Exercise requirements → Copy out, word for word, everything from the start of the listing down to the line containing "x=155, y=401", with that line included. Leave the pictures out of your answer.

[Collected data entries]
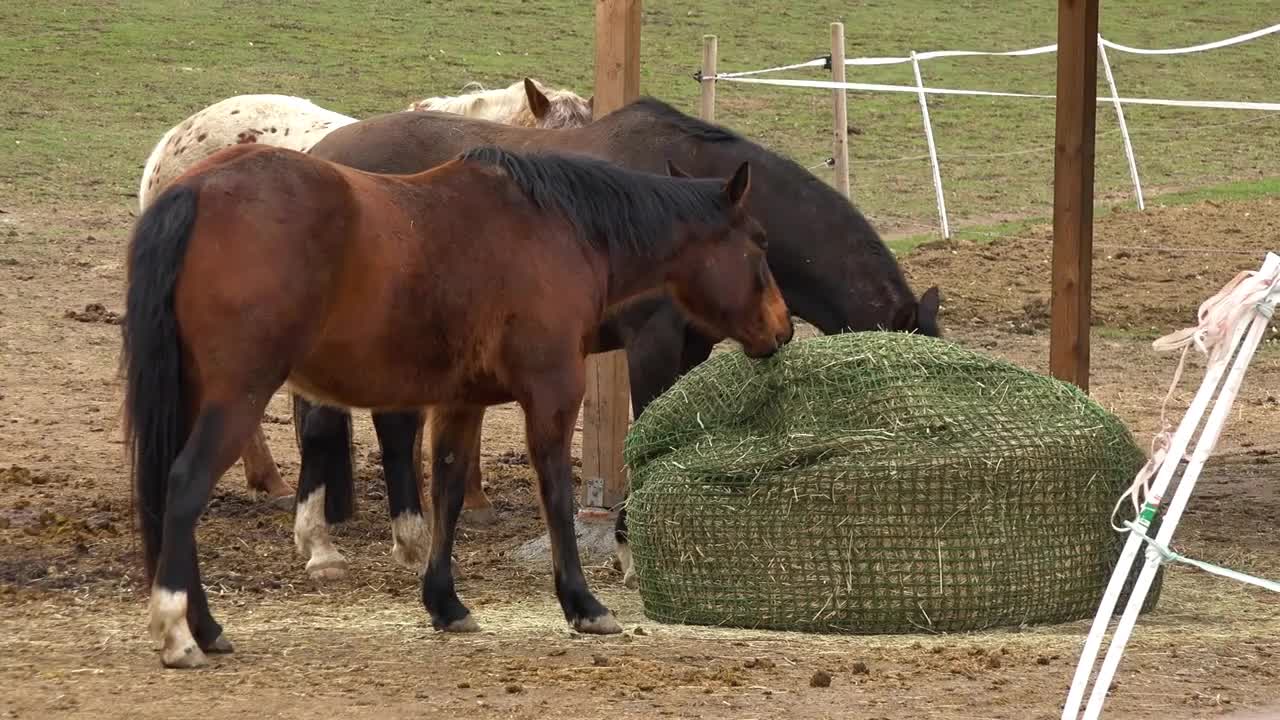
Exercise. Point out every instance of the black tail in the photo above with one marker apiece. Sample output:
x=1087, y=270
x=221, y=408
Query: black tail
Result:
x=155, y=401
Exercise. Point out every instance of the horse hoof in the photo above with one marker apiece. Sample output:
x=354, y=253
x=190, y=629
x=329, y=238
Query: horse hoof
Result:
x=328, y=569
x=464, y=625
x=603, y=625
x=284, y=504
x=222, y=646
x=183, y=657
x=481, y=516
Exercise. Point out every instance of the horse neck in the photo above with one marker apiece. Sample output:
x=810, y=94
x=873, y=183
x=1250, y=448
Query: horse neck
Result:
x=830, y=264
x=635, y=274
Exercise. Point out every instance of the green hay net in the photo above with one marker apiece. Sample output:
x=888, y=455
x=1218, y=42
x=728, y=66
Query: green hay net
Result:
x=876, y=483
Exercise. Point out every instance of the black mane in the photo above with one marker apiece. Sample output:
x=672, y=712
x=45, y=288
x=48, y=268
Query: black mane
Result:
x=625, y=213
x=690, y=126
x=782, y=168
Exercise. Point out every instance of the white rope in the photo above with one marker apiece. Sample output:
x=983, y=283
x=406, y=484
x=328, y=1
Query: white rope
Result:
x=1219, y=317
x=1202, y=48
x=817, y=63
x=1040, y=50
x=1168, y=556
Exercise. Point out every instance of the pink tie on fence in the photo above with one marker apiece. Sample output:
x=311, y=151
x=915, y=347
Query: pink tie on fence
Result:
x=1219, y=317
x=1237, y=317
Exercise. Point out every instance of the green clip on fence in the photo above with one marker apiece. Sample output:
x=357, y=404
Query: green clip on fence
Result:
x=874, y=483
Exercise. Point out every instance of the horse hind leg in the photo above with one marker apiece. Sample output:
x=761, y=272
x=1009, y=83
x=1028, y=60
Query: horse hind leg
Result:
x=455, y=434
x=181, y=621
x=261, y=474
x=551, y=414
x=325, y=488
x=476, y=506
x=398, y=437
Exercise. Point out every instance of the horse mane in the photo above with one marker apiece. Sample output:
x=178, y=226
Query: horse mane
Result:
x=787, y=169
x=618, y=210
x=686, y=124
x=496, y=101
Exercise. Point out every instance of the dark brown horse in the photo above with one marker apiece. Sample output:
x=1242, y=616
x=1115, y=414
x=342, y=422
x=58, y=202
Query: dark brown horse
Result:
x=478, y=282
x=831, y=267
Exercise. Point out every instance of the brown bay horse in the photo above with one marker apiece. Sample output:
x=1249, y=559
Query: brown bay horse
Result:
x=831, y=267
x=480, y=281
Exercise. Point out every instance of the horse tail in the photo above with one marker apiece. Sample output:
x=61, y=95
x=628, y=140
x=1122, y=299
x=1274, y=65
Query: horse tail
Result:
x=155, y=399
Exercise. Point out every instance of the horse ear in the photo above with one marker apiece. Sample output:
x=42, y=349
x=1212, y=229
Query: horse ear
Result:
x=929, y=304
x=737, y=185
x=538, y=103
x=927, y=311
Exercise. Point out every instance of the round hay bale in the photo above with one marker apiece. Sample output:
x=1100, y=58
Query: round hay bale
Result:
x=874, y=483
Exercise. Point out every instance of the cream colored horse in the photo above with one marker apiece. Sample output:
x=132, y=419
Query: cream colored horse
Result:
x=296, y=123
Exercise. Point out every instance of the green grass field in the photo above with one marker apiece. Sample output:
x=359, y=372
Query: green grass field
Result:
x=90, y=86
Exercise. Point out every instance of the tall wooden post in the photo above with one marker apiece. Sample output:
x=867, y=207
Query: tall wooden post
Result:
x=607, y=406
x=707, y=108
x=1073, y=190
x=840, y=109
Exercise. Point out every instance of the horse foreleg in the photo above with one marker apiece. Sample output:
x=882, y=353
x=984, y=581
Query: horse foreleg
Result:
x=551, y=414
x=398, y=437
x=261, y=473
x=455, y=434
x=325, y=488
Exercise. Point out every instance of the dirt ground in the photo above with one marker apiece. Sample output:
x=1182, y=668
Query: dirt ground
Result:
x=72, y=613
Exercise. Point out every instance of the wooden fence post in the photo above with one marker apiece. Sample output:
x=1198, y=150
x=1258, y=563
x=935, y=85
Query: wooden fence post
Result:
x=607, y=404
x=708, y=100
x=1073, y=190
x=840, y=101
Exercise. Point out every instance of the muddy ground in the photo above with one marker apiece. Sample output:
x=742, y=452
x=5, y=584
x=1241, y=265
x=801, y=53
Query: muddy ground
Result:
x=72, y=611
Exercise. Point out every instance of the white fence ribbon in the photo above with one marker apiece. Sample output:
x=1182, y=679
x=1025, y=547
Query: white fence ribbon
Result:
x=882, y=87
x=1040, y=50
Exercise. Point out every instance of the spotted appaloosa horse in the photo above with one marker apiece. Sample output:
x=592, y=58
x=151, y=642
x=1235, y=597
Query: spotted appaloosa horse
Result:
x=295, y=123
x=522, y=104
x=481, y=281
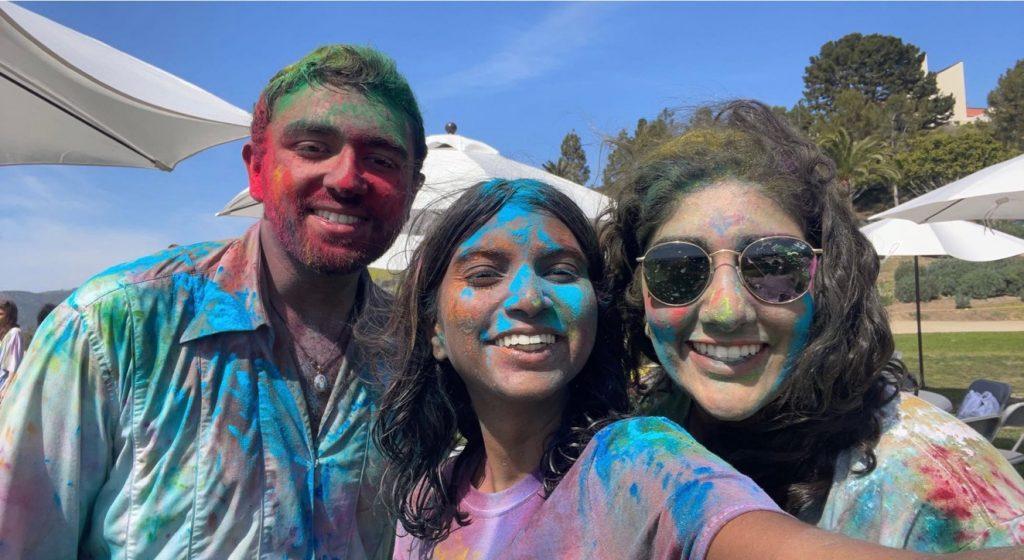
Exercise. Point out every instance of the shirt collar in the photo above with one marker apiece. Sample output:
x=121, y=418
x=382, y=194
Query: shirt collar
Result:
x=227, y=296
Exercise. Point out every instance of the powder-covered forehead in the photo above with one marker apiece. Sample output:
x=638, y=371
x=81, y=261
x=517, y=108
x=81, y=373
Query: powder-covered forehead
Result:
x=517, y=219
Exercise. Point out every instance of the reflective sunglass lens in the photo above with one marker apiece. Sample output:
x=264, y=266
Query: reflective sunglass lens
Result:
x=777, y=269
x=676, y=272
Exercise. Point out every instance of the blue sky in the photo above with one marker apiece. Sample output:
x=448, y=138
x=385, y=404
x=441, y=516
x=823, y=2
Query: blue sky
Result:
x=515, y=76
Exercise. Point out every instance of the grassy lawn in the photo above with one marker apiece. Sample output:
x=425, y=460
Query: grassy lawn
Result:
x=953, y=359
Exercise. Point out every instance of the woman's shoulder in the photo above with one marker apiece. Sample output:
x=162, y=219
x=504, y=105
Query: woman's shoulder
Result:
x=912, y=426
x=646, y=433
x=943, y=484
x=642, y=447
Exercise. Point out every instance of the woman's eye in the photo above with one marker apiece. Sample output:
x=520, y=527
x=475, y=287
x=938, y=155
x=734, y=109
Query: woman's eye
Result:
x=563, y=272
x=482, y=276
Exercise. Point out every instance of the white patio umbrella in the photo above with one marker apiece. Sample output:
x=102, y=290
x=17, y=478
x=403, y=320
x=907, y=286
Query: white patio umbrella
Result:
x=962, y=240
x=68, y=98
x=453, y=164
x=995, y=192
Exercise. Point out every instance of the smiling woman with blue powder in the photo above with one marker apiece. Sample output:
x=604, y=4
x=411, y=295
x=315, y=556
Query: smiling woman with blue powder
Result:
x=502, y=338
x=740, y=271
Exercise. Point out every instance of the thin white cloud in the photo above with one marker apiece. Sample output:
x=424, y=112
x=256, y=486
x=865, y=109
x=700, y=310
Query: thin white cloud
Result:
x=57, y=229
x=45, y=255
x=545, y=47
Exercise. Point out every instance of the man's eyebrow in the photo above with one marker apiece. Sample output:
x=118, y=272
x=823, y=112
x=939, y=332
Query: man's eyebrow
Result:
x=323, y=128
x=310, y=127
x=382, y=142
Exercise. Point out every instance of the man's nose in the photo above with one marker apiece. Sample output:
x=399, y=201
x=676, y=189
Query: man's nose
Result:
x=726, y=305
x=345, y=173
x=526, y=294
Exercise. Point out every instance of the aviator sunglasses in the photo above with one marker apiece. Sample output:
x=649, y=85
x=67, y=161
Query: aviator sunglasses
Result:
x=776, y=269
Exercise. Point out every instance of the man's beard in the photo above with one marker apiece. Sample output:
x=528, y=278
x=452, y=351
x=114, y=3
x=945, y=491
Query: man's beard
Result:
x=293, y=238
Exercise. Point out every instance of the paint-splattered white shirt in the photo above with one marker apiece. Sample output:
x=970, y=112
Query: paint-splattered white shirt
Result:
x=150, y=420
x=938, y=486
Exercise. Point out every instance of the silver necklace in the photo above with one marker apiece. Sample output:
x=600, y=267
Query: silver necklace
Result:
x=320, y=379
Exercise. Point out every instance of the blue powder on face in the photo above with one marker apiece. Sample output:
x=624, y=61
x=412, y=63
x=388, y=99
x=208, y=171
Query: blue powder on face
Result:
x=801, y=332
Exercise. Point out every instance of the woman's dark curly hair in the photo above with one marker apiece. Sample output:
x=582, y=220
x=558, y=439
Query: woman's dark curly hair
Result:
x=426, y=411
x=833, y=398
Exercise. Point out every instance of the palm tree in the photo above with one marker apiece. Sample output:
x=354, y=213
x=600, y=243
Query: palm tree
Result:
x=859, y=164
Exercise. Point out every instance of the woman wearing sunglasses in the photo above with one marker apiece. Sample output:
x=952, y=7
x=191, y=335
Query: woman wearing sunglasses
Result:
x=743, y=275
x=501, y=338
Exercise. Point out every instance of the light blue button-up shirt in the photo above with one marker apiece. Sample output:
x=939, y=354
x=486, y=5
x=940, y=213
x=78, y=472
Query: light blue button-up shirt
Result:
x=150, y=420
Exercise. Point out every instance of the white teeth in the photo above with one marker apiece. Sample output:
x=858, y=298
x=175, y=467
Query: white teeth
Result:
x=337, y=218
x=726, y=353
x=524, y=340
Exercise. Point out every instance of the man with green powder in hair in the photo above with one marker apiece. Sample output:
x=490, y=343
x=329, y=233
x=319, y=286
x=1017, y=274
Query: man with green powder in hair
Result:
x=206, y=401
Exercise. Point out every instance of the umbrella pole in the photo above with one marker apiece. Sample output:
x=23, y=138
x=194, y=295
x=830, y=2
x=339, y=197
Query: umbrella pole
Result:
x=916, y=299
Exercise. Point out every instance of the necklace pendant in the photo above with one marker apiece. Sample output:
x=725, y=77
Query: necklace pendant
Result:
x=320, y=383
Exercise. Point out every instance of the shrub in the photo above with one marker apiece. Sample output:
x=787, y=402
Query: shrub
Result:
x=963, y=301
x=948, y=276
x=904, y=286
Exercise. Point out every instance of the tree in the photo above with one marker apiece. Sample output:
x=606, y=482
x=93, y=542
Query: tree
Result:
x=859, y=164
x=627, y=149
x=940, y=157
x=886, y=73
x=571, y=164
x=1006, y=108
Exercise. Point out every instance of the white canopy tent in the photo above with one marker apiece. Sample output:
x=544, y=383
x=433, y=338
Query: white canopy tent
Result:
x=453, y=164
x=68, y=98
x=963, y=240
x=995, y=192
x=396, y=258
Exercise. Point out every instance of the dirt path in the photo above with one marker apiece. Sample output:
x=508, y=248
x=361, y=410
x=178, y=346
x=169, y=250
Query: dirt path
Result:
x=907, y=327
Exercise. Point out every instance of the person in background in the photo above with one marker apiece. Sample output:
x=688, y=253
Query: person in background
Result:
x=503, y=338
x=205, y=401
x=11, y=348
x=742, y=273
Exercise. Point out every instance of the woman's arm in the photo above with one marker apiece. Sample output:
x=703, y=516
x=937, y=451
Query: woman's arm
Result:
x=770, y=535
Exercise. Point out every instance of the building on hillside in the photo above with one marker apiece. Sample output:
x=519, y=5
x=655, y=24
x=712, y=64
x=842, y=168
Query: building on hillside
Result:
x=951, y=81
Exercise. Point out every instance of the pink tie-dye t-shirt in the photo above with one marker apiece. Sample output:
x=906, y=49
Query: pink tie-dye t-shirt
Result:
x=642, y=488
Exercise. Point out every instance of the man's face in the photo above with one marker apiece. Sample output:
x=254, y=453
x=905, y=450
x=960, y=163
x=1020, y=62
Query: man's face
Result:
x=336, y=177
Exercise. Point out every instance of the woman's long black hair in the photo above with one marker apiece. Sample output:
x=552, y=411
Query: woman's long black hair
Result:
x=833, y=398
x=426, y=411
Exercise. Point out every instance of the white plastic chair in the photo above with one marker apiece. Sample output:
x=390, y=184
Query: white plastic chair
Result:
x=1013, y=417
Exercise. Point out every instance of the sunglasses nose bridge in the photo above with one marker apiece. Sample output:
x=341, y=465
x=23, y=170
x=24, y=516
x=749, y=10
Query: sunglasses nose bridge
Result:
x=725, y=304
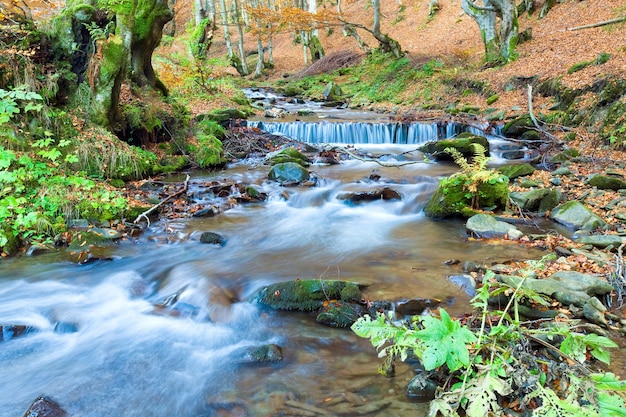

Final result →
Exercise. Point out every instance of the black tail in the photo above with one marker apiece. Sample output:
x=1087, y=270
x=221, y=408
Query: black tail
Result:
x=155, y=401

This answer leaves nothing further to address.